Exact reproduction, images excluded: write out the records below.

◆ Data to process
_ _ _ _ _
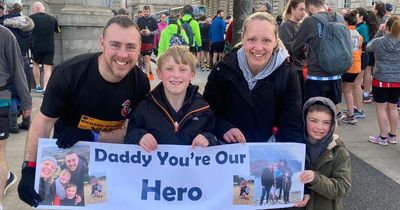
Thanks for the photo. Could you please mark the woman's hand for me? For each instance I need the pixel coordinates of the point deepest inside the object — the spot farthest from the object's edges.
(148, 142)
(307, 176)
(234, 135)
(303, 202)
(200, 141)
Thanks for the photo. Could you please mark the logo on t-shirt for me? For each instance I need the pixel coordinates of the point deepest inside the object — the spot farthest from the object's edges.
(126, 108)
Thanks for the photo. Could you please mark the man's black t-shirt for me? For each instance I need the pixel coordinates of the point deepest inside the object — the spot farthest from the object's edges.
(151, 24)
(80, 97)
(43, 32)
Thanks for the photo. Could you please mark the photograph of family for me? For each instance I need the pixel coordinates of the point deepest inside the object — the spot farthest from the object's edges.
(96, 189)
(63, 174)
(275, 171)
(243, 190)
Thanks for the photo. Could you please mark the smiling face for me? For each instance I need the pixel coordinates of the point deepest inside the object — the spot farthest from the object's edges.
(318, 125)
(47, 168)
(71, 192)
(72, 161)
(65, 176)
(259, 40)
(175, 77)
(121, 48)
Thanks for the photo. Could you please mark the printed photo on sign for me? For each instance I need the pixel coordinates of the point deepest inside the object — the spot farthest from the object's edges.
(243, 190)
(96, 189)
(62, 175)
(276, 171)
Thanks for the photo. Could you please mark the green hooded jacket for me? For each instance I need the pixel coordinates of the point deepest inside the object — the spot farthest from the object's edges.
(166, 35)
(332, 180)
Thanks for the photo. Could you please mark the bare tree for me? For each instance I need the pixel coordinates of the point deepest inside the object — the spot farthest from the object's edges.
(241, 10)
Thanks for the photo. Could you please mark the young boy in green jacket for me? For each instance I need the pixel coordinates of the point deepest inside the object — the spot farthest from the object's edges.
(328, 162)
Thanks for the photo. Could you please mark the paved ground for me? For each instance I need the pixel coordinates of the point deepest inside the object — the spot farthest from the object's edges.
(376, 169)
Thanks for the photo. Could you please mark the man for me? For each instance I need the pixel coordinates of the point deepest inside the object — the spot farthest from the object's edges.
(89, 97)
(217, 32)
(264, 6)
(1, 12)
(319, 82)
(78, 167)
(195, 35)
(42, 44)
(21, 26)
(11, 71)
(48, 167)
(148, 28)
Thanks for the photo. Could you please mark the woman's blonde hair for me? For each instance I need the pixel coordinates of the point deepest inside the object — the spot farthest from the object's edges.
(64, 171)
(261, 16)
(180, 54)
(393, 24)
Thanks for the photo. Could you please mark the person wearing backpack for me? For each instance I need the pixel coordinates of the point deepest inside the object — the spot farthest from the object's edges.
(217, 31)
(172, 35)
(322, 79)
(252, 90)
(192, 32)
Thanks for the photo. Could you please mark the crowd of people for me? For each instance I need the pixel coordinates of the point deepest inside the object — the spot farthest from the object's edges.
(269, 87)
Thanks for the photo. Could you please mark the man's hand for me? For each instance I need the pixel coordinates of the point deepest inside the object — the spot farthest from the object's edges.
(114, 136)
(26, 113)
(26, 191)
(234, 135)
(303, 202)
(200, 140)
(148, 142)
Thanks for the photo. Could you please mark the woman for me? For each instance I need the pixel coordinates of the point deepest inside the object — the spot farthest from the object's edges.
(58, 186)
(161, 26)
(242, 92)
(48, 167)
(386, 81)
(364, 28)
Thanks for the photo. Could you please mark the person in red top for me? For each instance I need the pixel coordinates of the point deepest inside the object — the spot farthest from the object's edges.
(350, 76)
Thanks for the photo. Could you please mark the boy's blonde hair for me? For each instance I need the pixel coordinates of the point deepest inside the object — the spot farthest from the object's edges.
(64, 171)
(180, 54)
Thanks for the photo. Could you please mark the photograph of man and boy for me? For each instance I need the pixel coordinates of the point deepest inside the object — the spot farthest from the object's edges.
(243, 188)
(275, 171)
(62, 175)
(96, 189)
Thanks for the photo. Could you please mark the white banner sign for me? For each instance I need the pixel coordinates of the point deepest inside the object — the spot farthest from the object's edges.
(125, 177)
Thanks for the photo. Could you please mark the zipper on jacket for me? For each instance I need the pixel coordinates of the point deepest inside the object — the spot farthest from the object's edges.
(174, 123)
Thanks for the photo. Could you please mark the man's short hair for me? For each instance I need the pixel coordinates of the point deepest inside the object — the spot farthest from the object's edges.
(315, 3)
(267, 4)
(389, 7)
(121, 20)
(146, 7)
(187, 9)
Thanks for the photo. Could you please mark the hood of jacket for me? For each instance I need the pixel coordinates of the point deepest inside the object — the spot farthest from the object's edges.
(315, 150)
(17, 21)
(390, 44)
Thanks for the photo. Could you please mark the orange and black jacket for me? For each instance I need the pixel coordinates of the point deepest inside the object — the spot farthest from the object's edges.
(156, 116)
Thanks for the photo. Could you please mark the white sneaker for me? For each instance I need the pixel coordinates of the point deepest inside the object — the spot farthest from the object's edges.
_ _ _ _ _
◆ Task result
Thanks for the photo. Could you please mark the woman's hand for me? For each instance I need the pixel coordinates of the point deepest inside the object — the spot farthest from the object's edges.
(148, 142)
(307, 176)
(234, 135)
(303, 202)
(200, 141)
Thanks for the photo. Could you please mark the logo on t-shirt for me? For each instance I need the pixel coordinates of the point deepest inside the object — the spot farthest from the object's edges.
(126, 108)
Thanks for the photo. Could you please mark the man's black t-shirt for me? For each instance I need the pixel coordinates of the point deepest inside the object — the spot farthest from the object's edges.
(151, 24)
(80, 97)
(43, 32)
Thanks for the photo. Could you please mark the photograph of family for me? For each instance I need the pixel coordinates of the point deepest inside the object — the spot farthest from the object's edges.
(96, 189)
(63, 174)
(275, 171)
(243, 190)
Thanks for the photo. Could you please mark the smiling face for me? For each instance I need the pixel coordinates of the point deepest inside the object — the spot farthest from the object's edges.
(318, 125)
(47, 168)
(71, 192)
(72, 161)
(65, 176)
(259, 40)
(175, 77)
(121, 48)
Thanks for the photo. Could you please mark the printed photo on sign for me? For each instance I need the pixel coordinates of the point deepest inside the object — the spot farthest from the object's edges.
(243, 190)
(96, 189)
(62, 175)
(276, 171)
Thanks for the photo. Could you please mark the green hooded jacket for me? For each instance I need the pixel coordinates of the point deepest inside the object — the spot farthest from the object's edges.
(166, 35)
(332, 180)
Thanks for the photo. Could you please mark the bare tree for me? For each instance I need the pixel coordinates of the point deepest inside the object — the spot farthest from the object's edges.
(241, 10)
Thanks for the photo. Could you please mark the young boy in green jacket for me? For each instance I need the pixel coordinates of the point deepest inside the object — the spot farthest from the object's edges.
(328, 162)
Thanks for the photo. Could you please mark the paved ground for me? For each instance I need the pixel coordinates of the point deepest inside the object — the spot farthest from the object's edges.
(376, 169)
Thanks for the photo. Could you please mark the man for me? For each instance I need the pixel coordinates of the point deepest inside the object — the spot farthest from the object's edges.
(89, 97)
(217, 32)
(264, 6)
(1, 12)
(319, 82)
(78, 167)
(195, 35)
(42, 44)
(21, 26)
(11, 71)
(48, 167)
(148, 28)
Thanks for the photo. Could you please mark the woman's blonde hair for me? For each instance I need the pixel coordinates of the point deepest inside the object — the spot farthest from the object's edges.
(64, 171)
(261, 16)
(180, 54)
(393, 24)
Thanks for the photo. Could you please mark the person wearing backpack for me? For each instance I need the pixel coordinates of the point deepest inside the object — the spot farthest from the object's edges.
(217, 31)
(172, 35)
(322, 79)
(252, 90)
(192, 32)
Thanks for the photo. Could you please mark the crowd of people for me? For each instance I need the pixel coordinates of the point deepest inside the object — the spot farthest from the object's edges.
(269, 87)
Thanks for the photo. Could you please mark the man's hand for me? For each instance I need the pixel coordinates of the point deepest inside the object — the spot farthest from the object's edges.
(114, 136)
(26, 113)
(26, 191)
(234, 135)
(303, 202)
(200, 140)
(148, 142)
Thanks for the photo. Could you please mark the woman for me? For each instance I need the pixel coordinates of the point deepest inside the object — the spot farthest from the object's edges.
(58, 186)
(161, 26)
(242, 92)
(48, 167)
(386, 81)
(364, 28)
Thanks for the photo. Could you please mark the person in red top for me? For each instance I need the pixel coordinates of the point deepest inside the object — the spot farthest from the object's edges.
(350, 76)
Thanks for the photo. Could you please mark the boy's blonde hair for me? For each instance I need the pixel coordinates of the point deepest inside the object — the spot farthest from the object's edges.
(64, 171)
(180, 54)
Thanks for the photo. Could you please mark the photograph of man and boy for me? For each instance I need the pixel coordinates of the point deepest inside the object — the spot farthest from the object's edges.
(243, 188)
(275, 171)
(62, 175)
(96, 189)
Thanks for the photo. Could you please mark the white banner sign for me? For each instance I need the pixel coordinates of the point deepest inside the object — the spot farthest from the object's edges.
(125, 177)
Thanks for the photo. Could you please mark the zipper on jacket for me? For each instance I need the pixel coordinates of the point deepest inside the object — the spot farthest from the object's edges.
(174, 123)
Thanks for the photo. Could you please mark the man's short hair for me? For each instance I need the pixel coordinates of the point deepest inside the object — the spot farthest from the object's edges.
(315, 3)
(267, 4)
(389, 7)
(121, 20)
(146, 7)
(187, 9)
Thanks for the photo. Could you please mark the hood of jacket for me? For each instance I need the pixel coordinates of the point deepest inside the object — the spot farthest from the object's edges.
(315, 150)
(17, 21)
(390, 44)
Thanks for the photo. Could you please mark the orange and black jacket for me? For each instance I need the pixel coordinates of the point deepest inside the object — the spot farthest from the object's edges.
(156, 116)
Thanks for the photo. Could you please mark the white sneaker for me? For each instance I need the pixel coordinates of the point deepest inside the object — the spot farthest from the object's edges.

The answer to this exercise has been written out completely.